[[ DATA FOR THIS TASK, beginning ]]

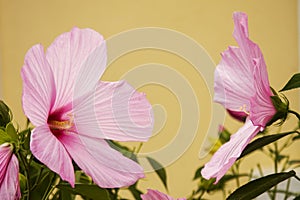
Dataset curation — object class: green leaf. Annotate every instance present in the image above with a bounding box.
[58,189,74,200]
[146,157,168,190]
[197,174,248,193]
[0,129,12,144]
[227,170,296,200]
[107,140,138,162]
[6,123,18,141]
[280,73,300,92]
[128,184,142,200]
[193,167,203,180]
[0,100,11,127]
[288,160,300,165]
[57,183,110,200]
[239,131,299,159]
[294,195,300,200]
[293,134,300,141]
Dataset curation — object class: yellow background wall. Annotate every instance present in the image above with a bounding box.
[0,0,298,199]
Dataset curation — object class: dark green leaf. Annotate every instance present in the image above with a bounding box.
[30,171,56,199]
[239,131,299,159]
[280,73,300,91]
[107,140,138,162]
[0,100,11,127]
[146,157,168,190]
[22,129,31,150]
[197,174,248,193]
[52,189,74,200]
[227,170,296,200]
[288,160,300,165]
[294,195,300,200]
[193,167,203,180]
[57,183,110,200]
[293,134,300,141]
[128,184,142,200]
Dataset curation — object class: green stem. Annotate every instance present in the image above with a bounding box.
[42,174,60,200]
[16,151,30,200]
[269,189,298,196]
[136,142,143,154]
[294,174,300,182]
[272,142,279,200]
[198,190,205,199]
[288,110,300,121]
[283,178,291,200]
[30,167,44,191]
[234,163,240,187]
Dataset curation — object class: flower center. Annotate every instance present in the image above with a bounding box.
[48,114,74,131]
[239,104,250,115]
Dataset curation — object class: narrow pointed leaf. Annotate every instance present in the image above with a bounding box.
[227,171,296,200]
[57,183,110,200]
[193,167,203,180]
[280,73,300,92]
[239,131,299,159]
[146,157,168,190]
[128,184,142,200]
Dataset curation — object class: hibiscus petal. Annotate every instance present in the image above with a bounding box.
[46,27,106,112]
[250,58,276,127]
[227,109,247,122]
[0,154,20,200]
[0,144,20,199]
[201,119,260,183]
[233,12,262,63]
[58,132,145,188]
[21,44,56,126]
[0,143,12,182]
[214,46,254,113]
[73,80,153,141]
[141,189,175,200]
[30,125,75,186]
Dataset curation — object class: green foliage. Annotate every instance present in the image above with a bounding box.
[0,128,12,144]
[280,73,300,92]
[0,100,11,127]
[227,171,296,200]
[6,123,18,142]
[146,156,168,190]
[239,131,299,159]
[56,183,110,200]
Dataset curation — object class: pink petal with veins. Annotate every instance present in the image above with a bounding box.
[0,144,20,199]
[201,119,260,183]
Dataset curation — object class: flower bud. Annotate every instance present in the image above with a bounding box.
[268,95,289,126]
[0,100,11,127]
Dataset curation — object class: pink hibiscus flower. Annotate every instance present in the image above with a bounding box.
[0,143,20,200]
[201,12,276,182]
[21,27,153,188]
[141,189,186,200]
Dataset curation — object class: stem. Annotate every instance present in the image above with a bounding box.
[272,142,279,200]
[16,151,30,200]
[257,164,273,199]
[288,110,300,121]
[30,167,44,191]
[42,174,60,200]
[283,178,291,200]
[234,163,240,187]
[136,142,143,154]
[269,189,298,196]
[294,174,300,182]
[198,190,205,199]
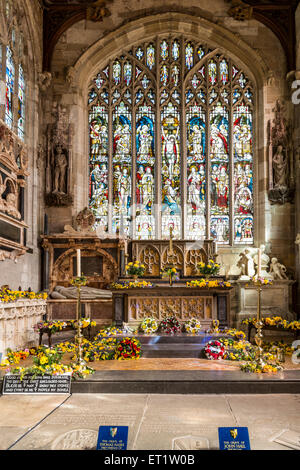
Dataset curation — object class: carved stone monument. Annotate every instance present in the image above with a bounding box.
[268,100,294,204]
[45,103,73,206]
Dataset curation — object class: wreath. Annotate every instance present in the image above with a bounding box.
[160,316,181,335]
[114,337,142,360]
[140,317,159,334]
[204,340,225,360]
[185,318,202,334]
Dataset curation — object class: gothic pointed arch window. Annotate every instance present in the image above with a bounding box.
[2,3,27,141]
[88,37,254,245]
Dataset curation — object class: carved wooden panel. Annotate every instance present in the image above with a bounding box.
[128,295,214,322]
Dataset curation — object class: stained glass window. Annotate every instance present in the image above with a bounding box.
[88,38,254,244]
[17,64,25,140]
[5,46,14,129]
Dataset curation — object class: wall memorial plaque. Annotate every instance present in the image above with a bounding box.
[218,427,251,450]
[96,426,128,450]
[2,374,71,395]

[[ DATA FOR THIS TASK, end ]]
[[ DATA FOR THIS TASK, beginning ]]

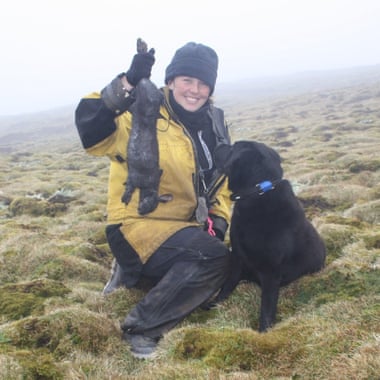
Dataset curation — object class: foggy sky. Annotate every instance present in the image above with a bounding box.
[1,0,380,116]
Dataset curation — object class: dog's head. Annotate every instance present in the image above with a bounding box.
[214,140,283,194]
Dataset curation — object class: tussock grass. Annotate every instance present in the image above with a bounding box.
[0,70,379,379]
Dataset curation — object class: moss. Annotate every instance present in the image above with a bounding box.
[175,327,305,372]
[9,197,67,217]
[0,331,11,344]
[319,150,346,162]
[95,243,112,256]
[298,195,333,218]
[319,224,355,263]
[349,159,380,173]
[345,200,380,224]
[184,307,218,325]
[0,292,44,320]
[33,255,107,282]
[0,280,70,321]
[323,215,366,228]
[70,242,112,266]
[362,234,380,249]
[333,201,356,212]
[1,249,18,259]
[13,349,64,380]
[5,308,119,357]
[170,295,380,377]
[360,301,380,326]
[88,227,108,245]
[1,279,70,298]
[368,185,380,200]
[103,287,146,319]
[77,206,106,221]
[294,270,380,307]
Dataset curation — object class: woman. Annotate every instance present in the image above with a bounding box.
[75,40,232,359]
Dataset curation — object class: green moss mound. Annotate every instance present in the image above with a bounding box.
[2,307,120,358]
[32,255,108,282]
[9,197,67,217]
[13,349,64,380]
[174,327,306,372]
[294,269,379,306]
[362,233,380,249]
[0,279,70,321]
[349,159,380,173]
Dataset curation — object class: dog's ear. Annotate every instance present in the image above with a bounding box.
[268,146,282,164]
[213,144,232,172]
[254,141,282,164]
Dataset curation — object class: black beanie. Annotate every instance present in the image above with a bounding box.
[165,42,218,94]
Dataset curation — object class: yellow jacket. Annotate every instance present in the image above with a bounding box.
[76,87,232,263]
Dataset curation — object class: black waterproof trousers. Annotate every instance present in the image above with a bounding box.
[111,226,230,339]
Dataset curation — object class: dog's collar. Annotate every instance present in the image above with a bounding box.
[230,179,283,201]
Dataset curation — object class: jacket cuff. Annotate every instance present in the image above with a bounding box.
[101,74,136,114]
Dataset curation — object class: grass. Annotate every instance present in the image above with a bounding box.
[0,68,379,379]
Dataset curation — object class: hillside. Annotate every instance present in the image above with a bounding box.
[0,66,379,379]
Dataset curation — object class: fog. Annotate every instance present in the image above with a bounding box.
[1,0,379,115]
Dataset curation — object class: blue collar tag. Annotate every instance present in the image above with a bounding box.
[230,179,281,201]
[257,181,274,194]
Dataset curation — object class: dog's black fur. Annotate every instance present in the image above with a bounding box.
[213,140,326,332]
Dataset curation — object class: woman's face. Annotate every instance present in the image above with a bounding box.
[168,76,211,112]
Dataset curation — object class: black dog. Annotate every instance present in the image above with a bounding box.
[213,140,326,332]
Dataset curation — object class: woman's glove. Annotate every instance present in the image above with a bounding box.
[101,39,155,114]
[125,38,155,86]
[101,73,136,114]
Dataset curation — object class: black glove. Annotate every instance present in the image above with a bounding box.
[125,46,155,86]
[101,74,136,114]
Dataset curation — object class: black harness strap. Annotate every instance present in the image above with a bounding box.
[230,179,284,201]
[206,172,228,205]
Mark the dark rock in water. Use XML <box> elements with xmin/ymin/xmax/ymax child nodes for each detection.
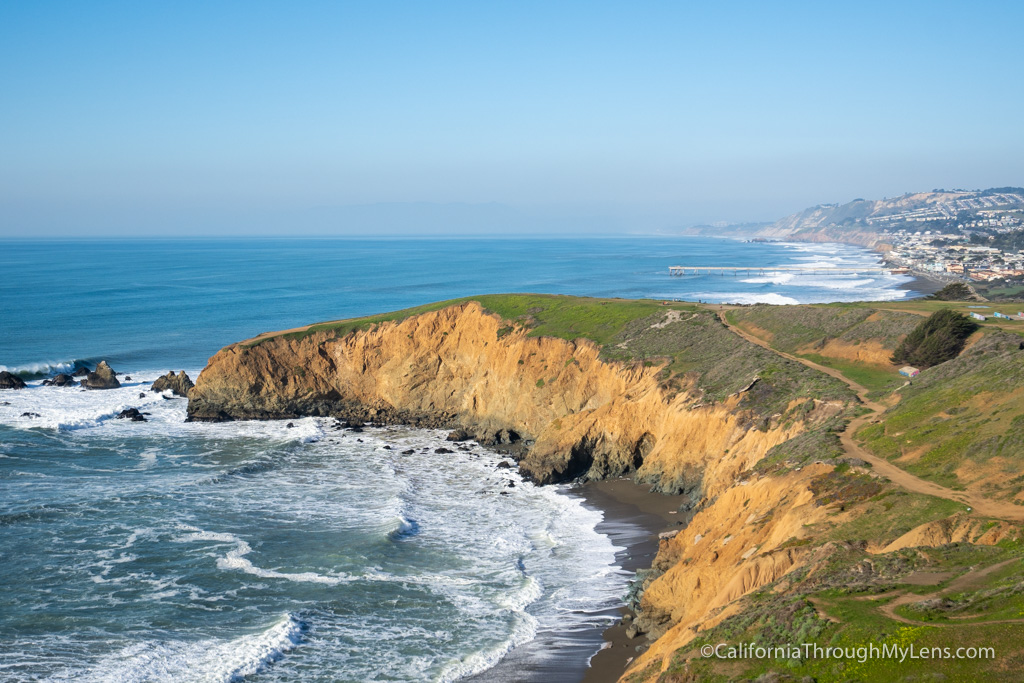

[[ DATA FOR THIS TASK, end ]]

## WHAT TO WORK ON
Would you retype exactly the lines above, from the line with "Dataset curation — object class: dog's collar." to the line with "Mark the dark", with both end lines kept and nothing more?

## RESPONSE
Dataset curation — object class: dog's collar. Annotate every instance present in the image above with a bounding box.
[230,179,283,201]
Dataset curation — object class: jacket cuff. Annotate every instance present in the image above with a bounding box.
[101,74,136,114]
Dataset curation — object class: grass. Annotate every instance present in the image above with a bounding box.
[0,68,379,379]
Dataset curation — object class: hillside. Annotate every instance present in the image above with a bounding box.
[0,66,379,379]
Dataset curation — object class: fog. Annotate every instance present in the image above with a bounding box.
[1,0,379,115]
Dataset curation — object class: blue collar tag. Annotate every instance present in the image above with a bounding box.
[230,179,281,201]
[257,181,274,194]
Dataset curation — object class: dog's black fur. Annotate every instance present in the image above with a bounding box.
[213,140,326,332]
Dataset curation — object class: woman's face. Annotate every instance present in the image above with a bounding box.
[168,76,211,112]
Dataset curation — object class: black dog. Annotate every instance present in the image above with a bounding box.
[213,140,326,332]
Dataset curation — object class: woman's glove. Annotate every instance present in the image above with a bounding box.
[101,39,155,114]
[125,38,155,86]
[101,73,136,114]
Dataset curation — object class: black glove. Annotate every instance present in the image above with a bounding box.
[125,46,155,86]
[101,74,136,114]
Dataset curation — object class: black harness strap. Annotate every instance present in the image above with a bounding box.
[230,179,284,201]
[206,172,228,205]
Mark the dark rock in water. Use XML <box> elements with xmin/ymin/xmax/ymax child nodes for each detection.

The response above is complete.